**Supplied material**.
=== Begin Enclosure ===

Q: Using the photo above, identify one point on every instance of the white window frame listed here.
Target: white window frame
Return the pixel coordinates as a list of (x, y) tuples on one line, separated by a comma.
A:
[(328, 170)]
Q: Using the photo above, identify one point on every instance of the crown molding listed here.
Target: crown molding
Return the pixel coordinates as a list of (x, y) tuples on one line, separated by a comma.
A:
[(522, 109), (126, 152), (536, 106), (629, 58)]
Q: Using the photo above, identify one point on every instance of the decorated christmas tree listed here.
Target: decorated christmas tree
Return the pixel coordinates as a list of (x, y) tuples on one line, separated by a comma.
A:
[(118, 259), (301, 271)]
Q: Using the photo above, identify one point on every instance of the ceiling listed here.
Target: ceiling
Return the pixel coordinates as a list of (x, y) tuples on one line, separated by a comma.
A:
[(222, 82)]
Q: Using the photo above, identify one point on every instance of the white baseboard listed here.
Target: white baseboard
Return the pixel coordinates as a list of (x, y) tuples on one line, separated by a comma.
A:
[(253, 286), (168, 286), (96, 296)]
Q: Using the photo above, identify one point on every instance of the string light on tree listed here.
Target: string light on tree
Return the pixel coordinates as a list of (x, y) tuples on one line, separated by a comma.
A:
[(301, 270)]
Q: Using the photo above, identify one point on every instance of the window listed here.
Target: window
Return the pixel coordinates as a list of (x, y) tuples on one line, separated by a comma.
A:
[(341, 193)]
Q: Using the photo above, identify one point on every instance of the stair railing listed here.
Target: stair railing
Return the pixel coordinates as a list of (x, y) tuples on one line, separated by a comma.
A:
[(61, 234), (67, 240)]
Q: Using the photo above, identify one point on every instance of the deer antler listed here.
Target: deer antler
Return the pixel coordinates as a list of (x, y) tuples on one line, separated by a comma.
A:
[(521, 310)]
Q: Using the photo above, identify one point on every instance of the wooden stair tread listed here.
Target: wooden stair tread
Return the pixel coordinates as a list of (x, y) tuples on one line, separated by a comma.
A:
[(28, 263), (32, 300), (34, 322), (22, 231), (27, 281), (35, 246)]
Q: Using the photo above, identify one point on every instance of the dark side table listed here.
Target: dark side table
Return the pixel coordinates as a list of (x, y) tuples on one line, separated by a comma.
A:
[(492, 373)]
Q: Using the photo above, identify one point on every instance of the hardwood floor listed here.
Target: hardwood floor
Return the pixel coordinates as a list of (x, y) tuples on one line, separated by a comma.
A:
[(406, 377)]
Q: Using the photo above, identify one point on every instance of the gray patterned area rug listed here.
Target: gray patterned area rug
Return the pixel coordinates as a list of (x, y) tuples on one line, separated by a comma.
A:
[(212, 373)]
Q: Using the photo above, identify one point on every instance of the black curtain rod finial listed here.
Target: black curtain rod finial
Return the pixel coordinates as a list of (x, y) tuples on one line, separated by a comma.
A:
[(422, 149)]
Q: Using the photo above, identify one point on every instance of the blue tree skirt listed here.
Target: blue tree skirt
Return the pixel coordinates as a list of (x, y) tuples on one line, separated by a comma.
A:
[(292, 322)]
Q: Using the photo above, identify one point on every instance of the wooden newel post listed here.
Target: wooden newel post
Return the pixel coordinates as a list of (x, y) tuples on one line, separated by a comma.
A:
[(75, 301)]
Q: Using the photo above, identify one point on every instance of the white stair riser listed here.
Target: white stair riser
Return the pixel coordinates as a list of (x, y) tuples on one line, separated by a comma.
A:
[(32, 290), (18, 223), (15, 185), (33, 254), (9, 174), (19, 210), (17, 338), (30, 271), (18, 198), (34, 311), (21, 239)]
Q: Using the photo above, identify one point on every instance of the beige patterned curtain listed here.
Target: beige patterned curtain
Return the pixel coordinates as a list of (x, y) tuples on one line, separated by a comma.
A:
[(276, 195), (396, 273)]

=== End Enclosure ===

**Task requirements**. With nothing left out, output the whole listing exactly.

**Output of the task**.
Q: Using the photo above, identify one point on every instance of the white window frame listed here.
Target: white window frame
Return the pixel coordinates as a list of (x, y) tuples on one line, separated by a comma.
A:
[(328, 170)]
Q: Using the photo above, identify one point on every instance of the crown molding listed here.
Target: crown molding
Return the pixel coordinates as a list of (x, y) tuples on one line, separated by a comma.
A:
[(522, 109), (126, 152), (536, 106), (629, 58)]
Q: Using the photo above, identify one point on every instance of the decorated christmas tree listed here.
Target: decorated christmas tree
Return the pixel coordinates as a list of (x, y) tuples on one line, separated by a comma.
A:
[(118, 259), (301, 271)]
Q: Using the photo above, identify one point on every instance of the ceiling listed here.
Target: ceiling
Return the pixel coordinates as a list of (x, y) tuples on one line, separated by a comma.
A:
[(222, 82)]
Q: Using the photo above, identify one point on every instance of the white baseboard listed here.
Target: white baseboard
Return the pixel coordinates as a list of (x, y) tuples on one line, separated by a comma.
A:
[(253, 286), (168, 286), (96, 296)]
Q: Using the photo above, identify one point on every instance of the string light on tree listed here.
Target: string light on tree
Return the pixel coordinates as a list of (x, y) tuples on one line, separated by a comma.
A:
[(301, 270)]
Q: Using the photo above, identify one point on every instance of the window listed here.
Target: window
Return the pixel coordinates as a list of (x, y) tuples on one line, separated by a comma.
A:
[(341, 193)]
Q: Using the photo above, identify one point on every instance of the stair railing listed here.
Target: stair railing
Return the pixel coordinates as a list of (x, y) tuples on one line, separated by a comma.
A:
[(61, 234), (67, 240)]
Q: Using the photo above, identify one point on every instance of the deer antler listed here.
Target: deer antler
Return the pixel coordinates as a list of (x, y) tuples on one line, separated by a comma.
A:
[(521, 310)]
Q: Using the photo above, identify one point on every instance of the wooden stair tread listed here.
Target: wooden stair tread
Return the pixel coordinates as a list of (x, y) tuples on one line, separated by a comma.
A:
[(28, 263), (32, 300), (34, 322), (22, 231), (27, 281), (35, 246)]
Q: Using the photo above, identify one point on every instance of the dark side table listed here.
Target: dark side table
Return the pixel coordinates as a list of (x, y) tuples on one line, separated by a comma.
A:
[(492, 373)]
Q: Using the photo above, identify one point on every instance of the hardwood floor listed here.
Target: hardwood floor
Return the pixel coordinates as a list of (x, y) tuples on one line, separated by a comma.
A:
[(406, 377)]
Q: Using the photo above, identify one point on every instance of the gray patterned area rug listed here.
Target: gray patterned area rug
Return the pixel coordinates as a list of (x, y) tuples on one line, separated by a comma.
A:
[(212, 373)]
Q: Using the photo above, identify one point on every instance of the black curtain rod finial listed here.
Target: black curtain rod finial
Return the pixel coordinates as a list of (x, y) tuples on one line, separated by a comma.
A:
[(422, 149)]
Q: Using the photo above, identify one point on every instance of the blue tree skirt listed here.
Target: blue tree skirt
Return the pixel coordinates as a list of (x, y) tuples on one line, separated by a comma.
A:
[(292, 322)]
Q: Using the photo above, identify one point on every instance of the wooden newel post listed here.
Target: wooden newel post
Return the pixel coordinates as a list of (x, y) tuples on one line, separated by a comma.
A:
[(75, 301)]
Q: Using the photo above, identify one point on every instance of the white stair riser listed here.
Target: white stair riser
Return the pixel coordinates as a list of (x, y) tuples on one line, separated by a comma.
A:
[(32, 290), (18, 223), (15, 185), (33, 254), (9, 174), (19, 210), (17, 338), (30, 271), (18, 198), (34, 311), (21, 239)]
Q: Using the photo above, identify one point on every instance of the beige patterned curtain listed here.
Target: beige patterned curtain
Return the pixel coordinates as a list of (x, y) tuples on one line, separated by a comma.
A:
[(276, 195), (396, 273)]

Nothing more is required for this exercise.